• Document extract
○ ○ ○

Wednesday, August 10, 2011

Running Beyond the Limits of Language

In The Blue Book, which was a sort of collection of lecture notes that he compiled in lieu of writing a book for Russell, Wittgenstein writes the following, ruminating on a common theme of his--the perils of communication:

When we look at everything that we know and can say about the world as resting on personal experience, then what we know seems to lose a good deal of its value, reliability, and solidity. We are then inclined to say that it is all "subjective"; and "subjective" is used derogatorily, as when we say that an opinion is merely subjective, as a matter of taste. Now, that this aspect should seem to shake the authority of experience and knowledge points to the fact that here our language is tempting us to draw some misleading analogy. This should remind us of the case when the popular scientist appeared to have shown us that the floor which we stand on is not really solid because it is made up of electrons.


We are up against trouble caused by our way of expression.
 It seems we are always up against this trouble--the trouble of language. Language bewitches us, creating mysteries through its metaphors, mixing indiscriminately resonances, meanings, and connotations. Wittgenstein's view of philosophy was that most of the problems that it dealt with were a consequence of pernicious habits of expression rather than deep metaphysical mystery. He taught philosophers not to think quite so deeply and mystically--to look for the answers to their great and enduring questions in habits of expression that were imbedded in speech acts that had no clear consequences. Thus, the way to address many of the lasting philosophical problems was not to penetrate to the mystical core of reality with the mind, but instead to wonder practically and specifically about why we were worrying about these things in the first place. What habits of speaking generated these questions? What forms of life propagated and sustained them?

You might say, then, that Wittgenstein was a sort of anti-philosopher. He painted a picture of philosophers as isolated and largely befuddled men (and they were all men) who wasted their thoughts on questions that hardly made any sense, challenging them (and still us today) to reflect upon the habits and contexts that sustain philosophical reflection and inquire into the actual value of those habits for life.

Of course, almost every great philosopher in history was an anti-philosopher in the sense that philosophy makes progress by waking reflection up to reality, shaking it from its daydreams or its enslavement to corrupting influences and liberating it to the service of the enrichment of life. So, in this sense Wittgenstein's Philosophical Investigations are both a critical investigation into whether philosophy makes any sense at all and a deeply affirmative philosophical investigation into the relevance of our intellectual achievements.

Yes, language bewitches. Our forms of expression, philosophical and otherwise, betray us. Language points, gestures, slips, errs, confuses. But it also is, as Dewey wrote, the "tool of tools," lying at the very heart of human intelligence. The same duality lies at the heart of thinking. Our capacity for reflection can be brought to bear on solving real and pressing problems, or it can be used just as easily to distract ourselves from problems.

○ ○ ○

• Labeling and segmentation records

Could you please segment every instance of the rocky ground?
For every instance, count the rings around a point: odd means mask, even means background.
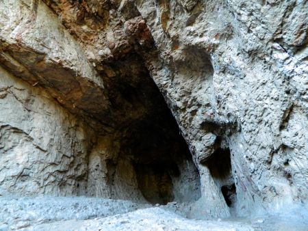
[[[189,219],[175,202],[151,206],[86,197],[1,197],[0,230],[307,230],[308,213]]]

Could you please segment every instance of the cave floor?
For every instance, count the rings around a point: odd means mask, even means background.
[[[0,230],[308,230],[296,214],[188,219],[172,206],[86,197],[0,196]]]

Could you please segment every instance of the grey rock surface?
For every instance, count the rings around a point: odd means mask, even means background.
[[[307,1],[0,3],[1,195],[202,219],[308,204]],[[179,217],[144,212],[72,222]]]

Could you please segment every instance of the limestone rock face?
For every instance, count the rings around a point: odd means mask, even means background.
[[[0,3],[1,194],[308,204],[306,1]]]

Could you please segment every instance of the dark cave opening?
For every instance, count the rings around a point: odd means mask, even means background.
[[[230,149],[218,148],[205,163],[221,193],[227,205],[233,208],[236,203],[236,187],[232,174]]]
[[[152,204],[196,200],[200,176],[188,147],[171,113],[161,116],[159,123],[142,121],[131,131],[131,160],[139,190]]]
[[[221,192],[228,207],[233,207],[236,202],[235,184],[222,186]]]
[[[143,64],[138,53],[130,53],[111,64],[114,77],[102,74],[116,131],[120,134],[120,153],[110,161],[108,181],[116,185],[120,172],[131,173],[118,169],[119,163],[126,161],[136,175],[138,189],[133,190],[138,192],[134,195],[140,191],[151,204],[196,200],[201,197],[198,172],[175,118]],[[136,184],[122,178],[127,185]]]
[[[207,160],[206,165],[214,178],[222,180],[228,178],[231,170],[230,150],[217,148]]]

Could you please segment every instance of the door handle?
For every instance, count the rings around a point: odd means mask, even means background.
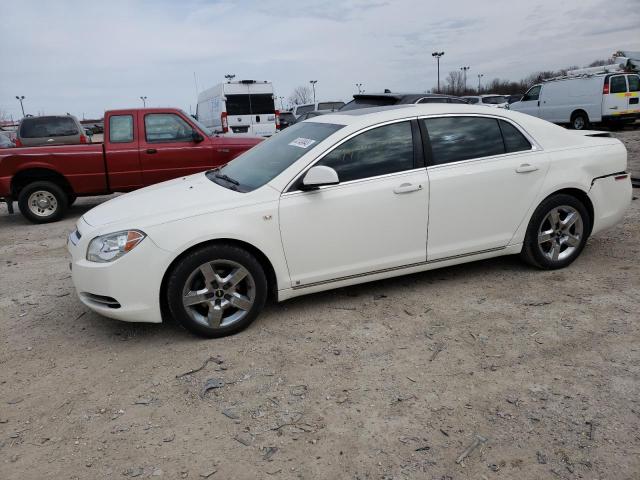
[[[538,167],[536,167],[535,165],[529,165],[528,163],[523,163],[518,168],[516,168],[516,173],[535,172],[536,170],[538,170]]]
[[[413,183],[403,183],[401,185],[398,185],[396,188],[393,189],[393,193],[411,193],[411,192],[417,192],[418,190],[422,190],[422,185],[414,185]]]

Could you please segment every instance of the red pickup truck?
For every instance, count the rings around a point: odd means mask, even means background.
[[[110,110],[104,143],[0,150],[0,199],[34,223],[59,220],[76,197],[128,192],[224,165],[260,142],[222,137],[182,110]],[[161,207],[159,207],[161,208]]]

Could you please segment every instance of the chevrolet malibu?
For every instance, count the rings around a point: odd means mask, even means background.
[[[92,310],[220,337],[267,298],[499,255],[568,266],[631,200],[627,152],[501,109],[323,115],[196,175],[87,212],[69,237]]]

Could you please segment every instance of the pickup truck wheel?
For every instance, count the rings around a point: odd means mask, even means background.
[[[18,207],[33,223],[56,222],[67,211],[67,194],[53,182],[33,182],[20,190]]]
[[[267,299],[260,262],[233,245],[210,245],[182,258],[169,274],[171,316],[203,337],[224,337],[246,328]]]

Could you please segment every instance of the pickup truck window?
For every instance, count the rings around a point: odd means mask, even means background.
[[[193,128],[175,113],[148,113],[144,116],[147,143],[190,142]]]
[[[112,115],[109,118],[109,141],[133,142],[133,115]]]

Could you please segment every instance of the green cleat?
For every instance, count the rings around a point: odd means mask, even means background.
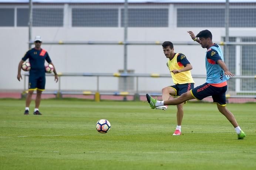
[[[243,132],[243,130],[241,130],[240,133],[238,135],[238,139],[243,139],[245,136],[246,136],[246,135],[245,133]]]
[[[150,96],[150,95],[148,94],[146,94],[146,99],[148,101],[148,102],[149,103],[150,105],[150,107],[151,109],[155,109],[156,107],[155,106],[155,103],[156,102],[156,100],[154,99],[152,97]]]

○ ○ ○

Can you reproduce, word for word, the passage of the post on Wittgenstein and language that starts with "Yes, language bewitches." and ends with "ourselves from problems."? The records play no part in the work here.

• Exercise result
Yes, language bewitches. Our forms of expression, philosophical and otherwise, betray us. Language points, gestures, slips, errs, confuses. But it also is, as Dewey wrote, the "tool of tools," lying at the very heart of human intelligence. The same duality lies at the heart of thinking. Our capacity for reflection can be brought to bear on solving real and pressing problems, or it can be used just as easily to distract ourselves from problems.